> **TEXT PROVIDED**:
------------------------------------------------------------------------

In a blog post and speech, IMF officials called for the G20 debt service suspension initiative to be extended for another 12 months until the end of 2021, and a common restructuring approach across all official bilateral creditors, including China.
A new IMF research paper also laid out options for improving debt transparency and restructurings.
“A pandemic-induced systemic debt crisis cannot be ruled out,” IMF First Deputy Managing Director Geoffrey Okamoto said in remarks prepared for delivery to a Peterson Institute for International Economics online event. “The longer the problem is postponed, the worse it will become.”
IMF researchers said in a new paper published on Thursday that prior to the coronavirus pandemic, the existing legal architecture governing sovereign debt restructurings had worked fairly well, especially compared with the 1980s, when Latin American debt restructurings dragged on for years, often blocked by small numbers of bondholders.
Recent innovations including enhanced Collective Action Clauses, which allow larger majorities of bondholders to impose new terms on holdouts, have facilitated faster restructurings, they said, citing Argentina’s agreement a month ago with creditors to restructure nearly $65 billion in international bonds.
But a large stock of outstanding international sovereign bonds, often in low-income countries, lack such clauses, and non-bonded debt typically does not include such majority restructuring provisions, making it difficult to restructure debt that becomes unsustainable.
Private-sector participation in the debt service suspension initiative has failed to materialize, limiting relief for poor countries hit hard by the coronavirus.
IMF Managing Director Kristalina Georgieva, in a blog posting, and Okamoto both called for wider adoption of enhanced collective action clauses.
Okamoto said that significant amounts of debt are owed to creditors outside the Paris Club, “and don’t follow its procedures or have any common framework,” a reference to debt issued to China and Chinese state-owned enterprises under the Belt and Road infrastructure drive.
While they did not name China, they called for increased debt transparency so that creditors know what debts are owed by countries under what terms, which would help encourage debt restructurings.
They also called for all official bilateral creditors, Paris Club or not, to agree on a common approach to restructuring official bilateral debts, with a common term sheet requiring debtors to transparently lay out debts and seek comparable terms for official and private debt.
“Such an approach would seek to ensure information sharing and fair burden sharing across all creditors. By doing so, it would likely raise participation and avoid costly delays,” Georgieva said.

------------------------------------------------------------------------

> **ENTRIES SUPPLIED**:

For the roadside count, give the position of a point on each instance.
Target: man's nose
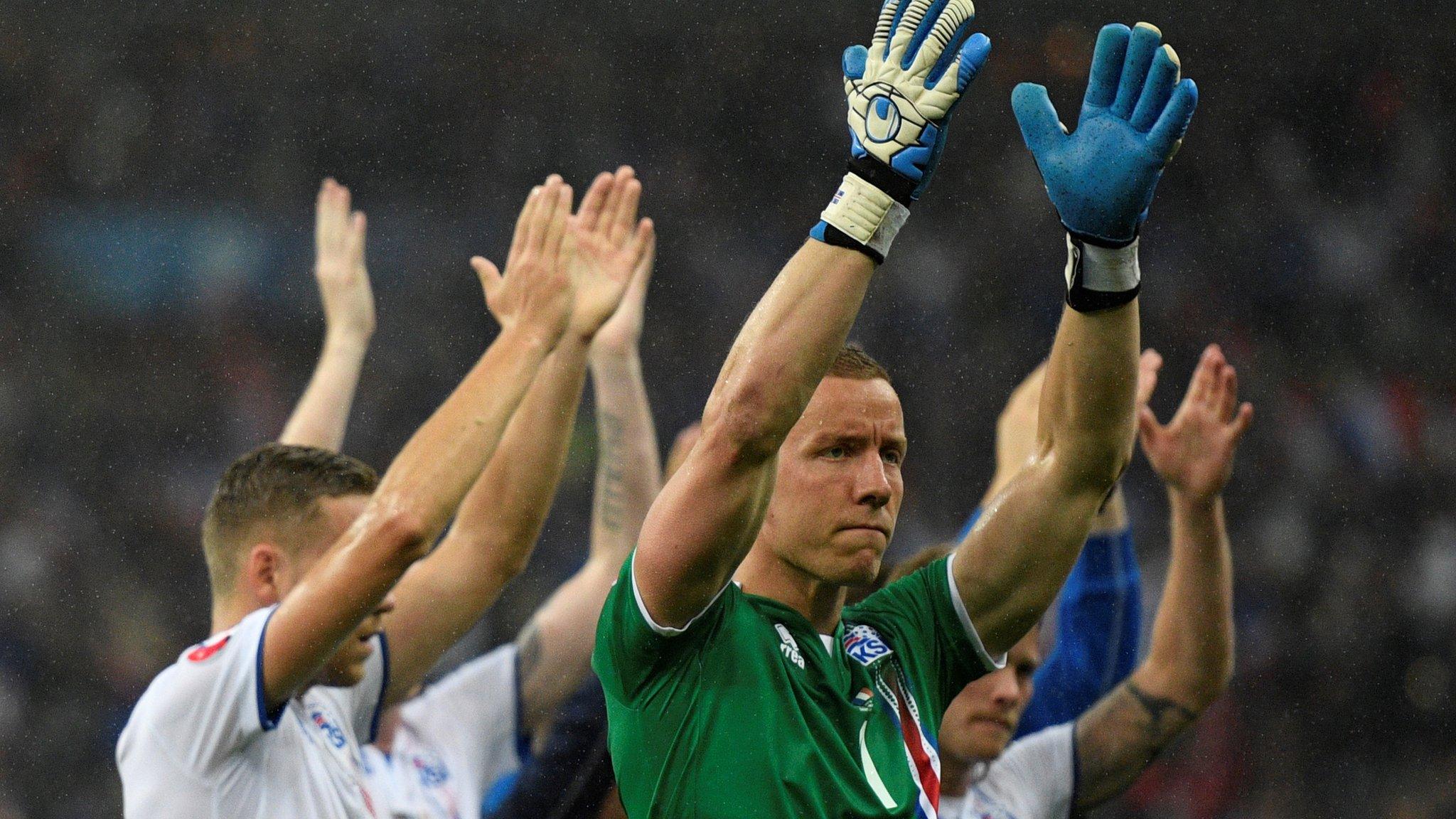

------------------------------------------------------------------------

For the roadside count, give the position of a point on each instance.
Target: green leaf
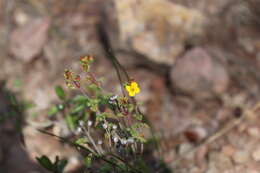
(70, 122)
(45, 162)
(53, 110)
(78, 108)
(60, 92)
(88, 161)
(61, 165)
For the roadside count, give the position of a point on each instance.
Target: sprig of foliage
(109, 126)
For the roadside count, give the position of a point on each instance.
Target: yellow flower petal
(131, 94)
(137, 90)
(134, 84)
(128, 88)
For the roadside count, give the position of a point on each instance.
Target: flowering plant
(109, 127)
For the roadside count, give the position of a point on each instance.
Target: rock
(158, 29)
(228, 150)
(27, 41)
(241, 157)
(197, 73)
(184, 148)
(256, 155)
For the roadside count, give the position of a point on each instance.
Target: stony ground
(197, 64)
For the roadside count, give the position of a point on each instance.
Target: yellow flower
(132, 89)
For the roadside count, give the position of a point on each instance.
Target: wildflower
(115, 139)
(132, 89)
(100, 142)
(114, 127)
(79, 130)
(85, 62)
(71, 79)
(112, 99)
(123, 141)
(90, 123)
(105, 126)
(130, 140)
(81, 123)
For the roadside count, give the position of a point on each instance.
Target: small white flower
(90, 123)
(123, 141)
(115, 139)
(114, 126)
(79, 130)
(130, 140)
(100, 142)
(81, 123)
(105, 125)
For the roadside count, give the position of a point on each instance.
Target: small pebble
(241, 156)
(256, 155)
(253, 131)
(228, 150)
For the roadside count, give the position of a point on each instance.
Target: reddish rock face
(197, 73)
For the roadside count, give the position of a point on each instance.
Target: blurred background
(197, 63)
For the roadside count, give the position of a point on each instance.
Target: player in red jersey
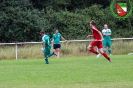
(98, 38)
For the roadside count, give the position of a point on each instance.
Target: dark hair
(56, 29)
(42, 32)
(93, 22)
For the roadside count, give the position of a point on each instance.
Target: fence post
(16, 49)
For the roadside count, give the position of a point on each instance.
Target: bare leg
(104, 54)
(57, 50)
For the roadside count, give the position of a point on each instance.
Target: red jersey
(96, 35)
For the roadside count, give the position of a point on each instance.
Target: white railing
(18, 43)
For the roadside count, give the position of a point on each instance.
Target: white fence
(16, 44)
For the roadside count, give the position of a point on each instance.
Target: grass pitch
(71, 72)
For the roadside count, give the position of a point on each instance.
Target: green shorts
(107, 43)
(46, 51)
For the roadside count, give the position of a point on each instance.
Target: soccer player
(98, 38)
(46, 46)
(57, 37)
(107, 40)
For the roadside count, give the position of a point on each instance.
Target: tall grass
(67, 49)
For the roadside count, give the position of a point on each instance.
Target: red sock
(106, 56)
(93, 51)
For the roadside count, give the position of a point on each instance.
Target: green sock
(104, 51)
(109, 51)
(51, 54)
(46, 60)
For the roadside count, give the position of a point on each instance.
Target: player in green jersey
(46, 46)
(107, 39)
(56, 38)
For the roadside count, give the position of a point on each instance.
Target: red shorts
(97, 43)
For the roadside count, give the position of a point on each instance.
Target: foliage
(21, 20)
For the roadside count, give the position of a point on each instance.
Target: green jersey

------------------------------------------------------------------------

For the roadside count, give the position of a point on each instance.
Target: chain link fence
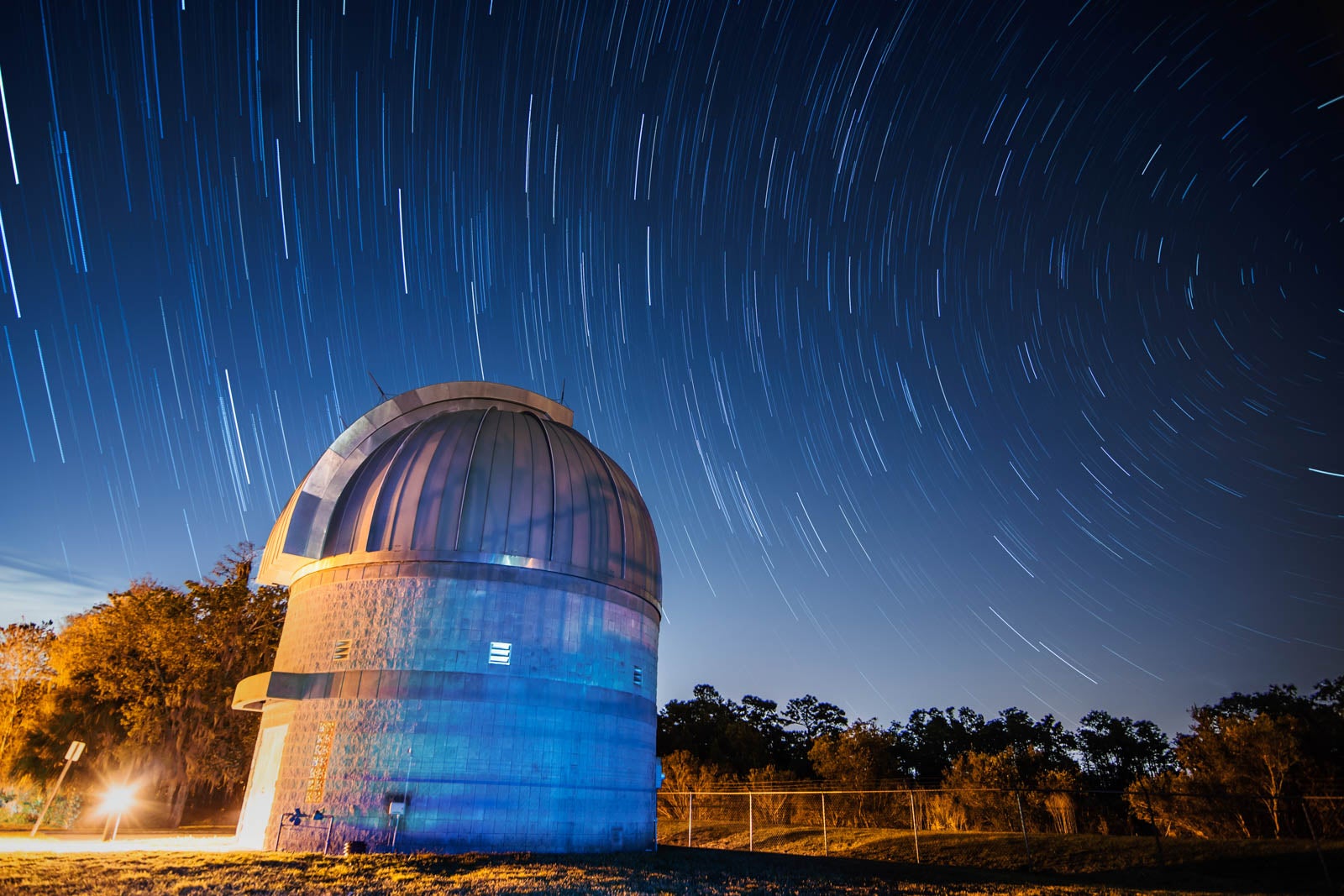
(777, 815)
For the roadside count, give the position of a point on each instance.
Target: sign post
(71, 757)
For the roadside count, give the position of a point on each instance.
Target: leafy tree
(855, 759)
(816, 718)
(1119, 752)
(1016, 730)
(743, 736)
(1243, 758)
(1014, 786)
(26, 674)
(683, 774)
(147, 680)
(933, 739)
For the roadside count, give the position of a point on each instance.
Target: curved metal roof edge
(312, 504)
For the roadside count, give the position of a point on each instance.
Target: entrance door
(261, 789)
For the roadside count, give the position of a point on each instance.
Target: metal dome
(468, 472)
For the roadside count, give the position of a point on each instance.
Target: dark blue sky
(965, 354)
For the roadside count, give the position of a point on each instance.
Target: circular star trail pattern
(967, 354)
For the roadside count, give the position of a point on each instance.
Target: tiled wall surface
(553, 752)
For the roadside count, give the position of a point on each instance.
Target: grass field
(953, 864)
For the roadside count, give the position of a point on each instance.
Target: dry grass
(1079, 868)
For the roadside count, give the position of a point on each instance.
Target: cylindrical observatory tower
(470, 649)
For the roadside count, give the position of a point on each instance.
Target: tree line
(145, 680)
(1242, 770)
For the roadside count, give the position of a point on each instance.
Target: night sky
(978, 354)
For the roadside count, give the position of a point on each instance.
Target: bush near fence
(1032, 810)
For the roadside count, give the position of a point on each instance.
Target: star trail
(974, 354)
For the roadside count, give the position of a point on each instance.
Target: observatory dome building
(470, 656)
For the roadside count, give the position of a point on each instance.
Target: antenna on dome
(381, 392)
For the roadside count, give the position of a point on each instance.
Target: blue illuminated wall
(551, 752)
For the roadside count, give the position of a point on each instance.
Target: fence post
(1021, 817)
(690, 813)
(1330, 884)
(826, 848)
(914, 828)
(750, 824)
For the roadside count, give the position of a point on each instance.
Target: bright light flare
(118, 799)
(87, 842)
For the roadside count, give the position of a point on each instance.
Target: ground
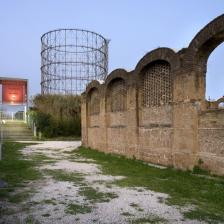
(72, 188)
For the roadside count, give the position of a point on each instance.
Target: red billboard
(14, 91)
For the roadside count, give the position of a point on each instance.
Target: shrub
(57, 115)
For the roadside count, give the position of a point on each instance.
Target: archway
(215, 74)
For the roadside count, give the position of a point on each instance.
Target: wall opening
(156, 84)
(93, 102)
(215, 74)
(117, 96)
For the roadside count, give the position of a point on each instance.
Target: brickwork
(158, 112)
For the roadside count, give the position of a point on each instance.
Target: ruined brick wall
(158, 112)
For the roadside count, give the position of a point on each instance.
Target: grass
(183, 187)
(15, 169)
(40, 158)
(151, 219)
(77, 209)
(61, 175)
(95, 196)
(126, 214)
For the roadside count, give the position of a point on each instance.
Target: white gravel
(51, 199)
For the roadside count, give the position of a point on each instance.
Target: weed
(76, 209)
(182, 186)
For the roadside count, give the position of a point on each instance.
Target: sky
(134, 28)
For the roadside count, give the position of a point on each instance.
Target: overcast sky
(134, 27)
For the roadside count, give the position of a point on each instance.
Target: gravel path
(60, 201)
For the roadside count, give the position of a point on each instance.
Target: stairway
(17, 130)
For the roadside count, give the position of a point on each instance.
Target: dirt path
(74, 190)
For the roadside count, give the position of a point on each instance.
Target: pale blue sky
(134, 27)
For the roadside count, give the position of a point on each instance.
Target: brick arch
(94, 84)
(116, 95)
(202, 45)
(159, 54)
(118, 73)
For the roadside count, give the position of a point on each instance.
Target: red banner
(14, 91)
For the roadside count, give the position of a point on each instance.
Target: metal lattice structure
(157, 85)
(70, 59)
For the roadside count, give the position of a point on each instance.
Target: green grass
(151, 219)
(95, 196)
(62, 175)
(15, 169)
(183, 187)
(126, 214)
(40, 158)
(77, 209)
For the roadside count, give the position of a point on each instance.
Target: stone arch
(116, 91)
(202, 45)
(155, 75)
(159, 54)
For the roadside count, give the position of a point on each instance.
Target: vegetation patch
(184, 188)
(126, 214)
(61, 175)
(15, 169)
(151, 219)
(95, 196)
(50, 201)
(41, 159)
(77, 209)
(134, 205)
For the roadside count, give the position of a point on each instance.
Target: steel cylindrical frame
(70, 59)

------------------------------------------------------------------------

> **WHAT IS NEEDED**: From the text on the IMF's debt proposals, list every institution or country grouping that it names.

> **EXPECTED OUTPUT**:
- IMF
- G20
- Peterson Institute for International Economics
- Paris Club